Reproduce every one of the records below word for word, omitting any picture from your answer.

## Begin DATASET ROWS

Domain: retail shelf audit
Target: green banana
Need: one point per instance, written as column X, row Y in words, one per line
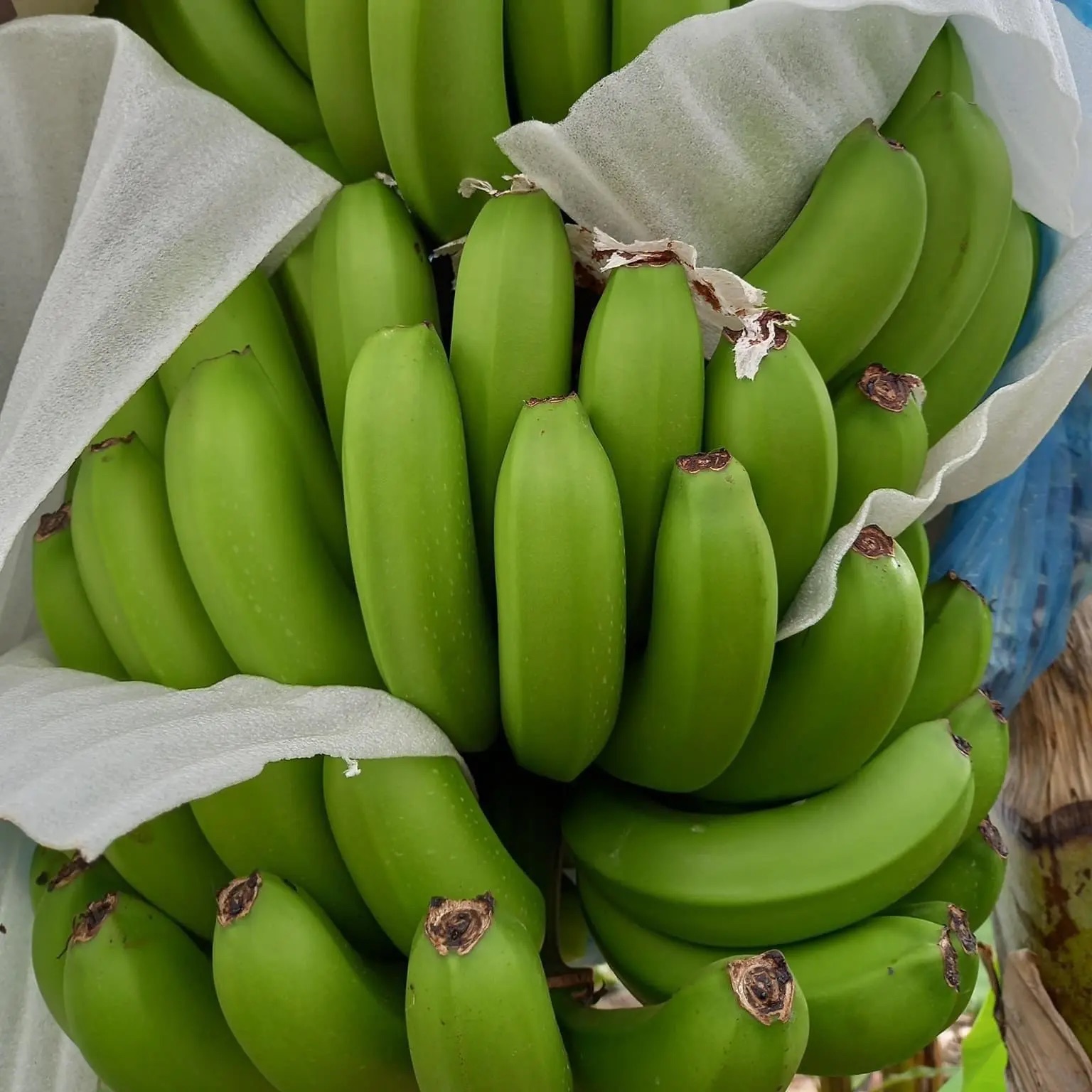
column 370, row 271
column 690, row 701
column 963, row 375
column 411, row 827
column 781, row 426
column 65, row 894
column 635, row 23
column 478, row 1010
column 405, row 458
column 737, row 1026
column 436, row 139
column 511, row 333
column 915, row 542
column 845, row 262
column 169, row 863
column 63, row 609
column 142, row 1008
column 304, row 1006
column 782, row 874
column 945, row 68
column 558, row 49
column 560, row 590
column 341, row 70
column 833, row 696
column 971, row 877
column 882, row 440
column 134, row 572
column 981, row 722
column 959, row 633
column 877, row 992
column 642, row 383
column 225, row 47
column 252, row 318
column 969, row 187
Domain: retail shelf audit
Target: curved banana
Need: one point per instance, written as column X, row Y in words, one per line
column 558, row 49
column 877, row 992
column 963, row 375
column 411, row 827
column 969, row 187
column 405, row 456
column 642, row 382
column 511, row 333
column 250, row 318
column 560, row 590
column 61, row 604
column 690, row 701
column 782, row 874
column 837, row 688
column 341, row 70
column 225, row 47
column 845, row 261
column 478, row 1010
column 308, row 1012
column 781, row 426
column 882, row 440
column 739, row 1024
column 142, row 1008
column 959, row 633
column 370, row 272
column 945, row 68
column 438, row 71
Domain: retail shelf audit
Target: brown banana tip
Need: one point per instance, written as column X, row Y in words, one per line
column 238, row 899
column 454, row 926
column 764, row 986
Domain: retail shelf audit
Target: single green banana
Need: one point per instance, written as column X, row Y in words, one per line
column 341, row 70
column 782, row 874
column 478, row 1010
column 833, row 696
column 168, row 862
column 411, row 827
column 981, row 722
column 969, row 187
column 642, row 381
column 963, row 375
column 134, row 572
column 560, row 590
column 959, row 633
column 142, row 1008
column 558, row 49
column 877, row 992
column 225, row 47
column 65, row 894
column 407, row 503
column 882, row 440
column 781, row 426
column 438, row 70
column 635, row 23
column 945, row 68
column 511, row 333
column 690, row 701
column 287, row 21
column 737, row 1026
column 845, row 262
column 146, row 414
column 61, row 604
column 971, row 877
column 915, row 542
column 307, row 1010
column 252, row 318
column 370, row 271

## End DATASET ROWS

* [RIGHT ANSWER]
Domain: retail shelf audit
Target: green banana
Need: one point per instance, written as column X, row Y in words, one per line
column 370, row 271
column 690, row 701
column 963, row 375
column 411, row 827
column 781, row 426
column 65, row 894
column 635, row 23
column 478, row 1010
column 405, row 458
column 737, row 1026
column 436, row 139
column 511, row 333
column 915, row 542
column 845, row 262
column 169, row 863
column 63, row 609
column 142, row 1008
column 304, row 1006
column 782, row 874
column 945, row 68
column 558, row 49
column 560, row 590
column 341, row 70
column 833, row 696
column 971, row 877
column 882, row 440
column 134, row 572
column 981, row 722
column 959, row 633
column 877, row 992
column 642, row 383
column 225, row 47
column 252, row 318
column 969, row 187
Domain: retail shelf audit
Target: curved banana
Need: one point per instance, written as column X, row Y in words, one per line
column 558, row 49
column 877, row 992
column 963, row 375
column 411, row 827
column 969, row 187
column 405, row 456
column 642, row 382
column 511, row 333
column 250, row 318
column 560, row 590
column 61, row 604
column 690, row 701
column 782, row 874
column 837, row 688
column 341, row 70
column 225, row 47
column 845, row 261
column 478, row 1010
column 308, row 1012
column 781, row 426
column 882, row 440
column 739, row 1024
column 142, row 1008
column 959, row 633
column 370, row 272
column 945, row 68
column 438, row 71
Domain: retail shelf audit
Target: brown banana tip
Need: one point per instance, written as column X, row Y in words, one per line
column 238, row 899
column 454, row 926
column 764, row 986
Domain: retail shelf audit
Target: single green banana
Need: one point per instance, written as column X, row Y in words, one per line
column 341, row 70
column 782, row 874
column 478, row 1010
column 833, row 696
column 168, row 862
column 411, row 827
column 981, row 722
column 969, row 187
column 642, row 381
column 963, row 375
column 134, row 572
column 560, row 590
column 959, row 633
column 142, row 1008
column 558, row 49
column 877, row 992
column 225, row 47
column 65, row 894
column 407, row 503
column 882, row 440
column 781, row 426
column 438, row 70
column 635, row 23
column 945, row 68
column 511, row 333
column 690, row 701
column 287, row 21
column 737, row 1026
column 845, row 262
column 146, row 414
column 61, row 604
column 971, row 877
column 915, row 542
column 307, row 1010
column 252, row 318
column 370, row 271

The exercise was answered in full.